> **Task statement**: Turn everything in the data below, from the line containing "Where can you spot the black" down to the very end, into a numbered list, with both ends included and blank lines left out.

■ ■ ■ ■

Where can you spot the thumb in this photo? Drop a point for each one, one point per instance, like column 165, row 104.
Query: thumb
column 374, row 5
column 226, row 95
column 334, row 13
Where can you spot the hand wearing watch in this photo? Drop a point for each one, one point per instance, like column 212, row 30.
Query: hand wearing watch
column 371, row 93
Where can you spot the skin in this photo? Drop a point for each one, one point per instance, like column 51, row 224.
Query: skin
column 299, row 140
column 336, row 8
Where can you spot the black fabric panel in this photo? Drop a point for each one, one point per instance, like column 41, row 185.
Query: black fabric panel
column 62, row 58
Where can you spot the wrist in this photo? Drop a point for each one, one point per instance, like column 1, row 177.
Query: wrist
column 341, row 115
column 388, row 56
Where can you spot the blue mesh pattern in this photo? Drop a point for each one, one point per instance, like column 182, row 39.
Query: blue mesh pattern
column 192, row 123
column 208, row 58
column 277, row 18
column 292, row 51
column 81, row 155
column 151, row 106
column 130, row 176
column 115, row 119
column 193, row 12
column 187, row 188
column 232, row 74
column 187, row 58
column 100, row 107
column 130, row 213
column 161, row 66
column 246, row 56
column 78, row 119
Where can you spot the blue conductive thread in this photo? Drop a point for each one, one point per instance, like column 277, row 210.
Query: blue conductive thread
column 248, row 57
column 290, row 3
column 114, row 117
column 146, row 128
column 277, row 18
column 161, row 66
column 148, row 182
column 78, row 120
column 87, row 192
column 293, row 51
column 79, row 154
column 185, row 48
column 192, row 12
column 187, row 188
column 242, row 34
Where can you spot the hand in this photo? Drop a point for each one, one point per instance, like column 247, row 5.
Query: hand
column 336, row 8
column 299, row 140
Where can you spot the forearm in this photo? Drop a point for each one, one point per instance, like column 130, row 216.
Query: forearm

■ ■ ■ ■

> **Result for this task**:
1. Where can you spot the black fabric panel in this photo? Drop a point for each one, one point per instance, like column 41, row 185.
2. Query: black fabric panel
3. column 62, row 58
4. Where can you spot the wrist in this photo? Drop a point for each one, one point per instance, like column 1, row 177.
5. Query: wrist
6. column 341, row 115
7. column 388, row 56
8. Where can you spot the blue mesh pattern in this photo? Drop a point for each one, one point per instance, like column 182, row 39.
9. Query: blue mesh pattern
10. column 192, row 123
11. column 208, row 58
12. column 277, row 18
13. column 292, row 51
14. column 81, row 155
15. column 151, row 106
16. column 130, row 176
17. column 115, row 119
18. column 193, row 12
19. column 187, row 188
20. column 232, row 74
21. column 187, row 58
22. column 100, row 107
23. column 130, row 213
24. column 161, row 66
25. column 246, row 56
26. column 78, row 119
27. Where can you spot the blue conductive thread in this photo? Drop a point for each one, one point per instance, like column 277, row 210.
28. Query: blue conductive thread
29. column 248, row 57
30. column 290, row 3
31. column 114, row 117
32. column 146, row 128
33. column 277, row 18
34. column 161, row 66
35. column 148, row 182
36. column 78, row 120
37. column 87, row 192
38. column 293, row 51
39. column 79, row 154
40. column 185, row 48
41. column 192, row 12
42. column 187, row 188
43. column 242, row 34
44. Where can you spot the hand in this photo? Drop a point for each one, one point per instance, like column 247, row 5.
45. Query: hand
46. column 336, row 8
47. column 299, row 140
48. Where can you spot the forearm in this photo? Drop a point for each one, one point per instance, like column 130, row 216.
49. Query: forearm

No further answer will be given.